# DOCUMENT SEGMENT
- - - - -

What's the big fuss about chipping going hand-in-hand with sport climbing. Ask the strongest young (sport) climbers out there. Graham, Sharma, and many of the rest put down chipping and chippers, sometimes quite vehemently. There aren't many climbers who support chipping, and as a community the practice is discouraged. I'm with RuMR, chipping and bolting are two very different ethical considerations.

 

I think they are different activities with somewhat different results, but in many ways they are equivalent:

 

1. Both a bolt and a chipped hold can be employed to "make a route go" which would otherwise present too great of a challenge. It has been argued by bolt enthusiasts that bolts only reduce danger and the cerebral challenge of leading, whereas chipping may reduce the physical challenge. However, it is not obvious that these elements (physical/mental) are completely separable. With a bolt at your hip, and with the next one just above your head, you can afford to climb with more abandon, you can push to the point of falling off. For a given grade, you can be less fit, less of an athlete and still try to push through on a sport route, whereas on a route where gear is sparse, you must climb with much more physical control, with enough reserve to climb down if you can't make it to the next gear. In short, you've got to be better prepared physically. Put 25 bolts on the Bachar Yerian and a novice 5.11 climber will certainly get the redpoint. In its current state, you should probably be a 5.12 climber to get on that thing. Which is why I haven't. Anyway, bolts do diminish both mental and physical challenge in this way, which makes them seem similar to chipping holds.

- - - - -

# DATA EXCERPT
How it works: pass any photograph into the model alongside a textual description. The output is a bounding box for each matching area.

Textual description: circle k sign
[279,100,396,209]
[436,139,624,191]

- - - - -

# YOUR GOAL
Carry on the climbing post comparing bolts with chipped holds, starting right after its last sentence.

# REPLY
 

2. Whether it's a bolt or a chipped hold, the decision to employ it will alter the appearance of the rock, and the change is arguably permanent. A bolt is always a visual intrusion on the wilderness which is noticed by every climber and often by other recreational users; a chipped hold is often a visual intrusion that can be notice by climbers.

 

Not everybody agrees that bolts are unaesthetic intrusions on the wilderness experience, and not everybody agrees that chipped holds are either.

 

3. In order to employ a bolt or a chipped hold, you have to assume that future parties will appreciate your permanent alterations. Otherwise you've got to be willing to say that you don't care what everybody else thinks and carry out your plan. In this case, you're basically stating that the route you're establishing is in some sense your private property.

 

Bolts and chipped holds are certainly different in that currently far more people approve of bolts. My point is that this difference is not based on logic and ethical principle but is merely popular sentiment.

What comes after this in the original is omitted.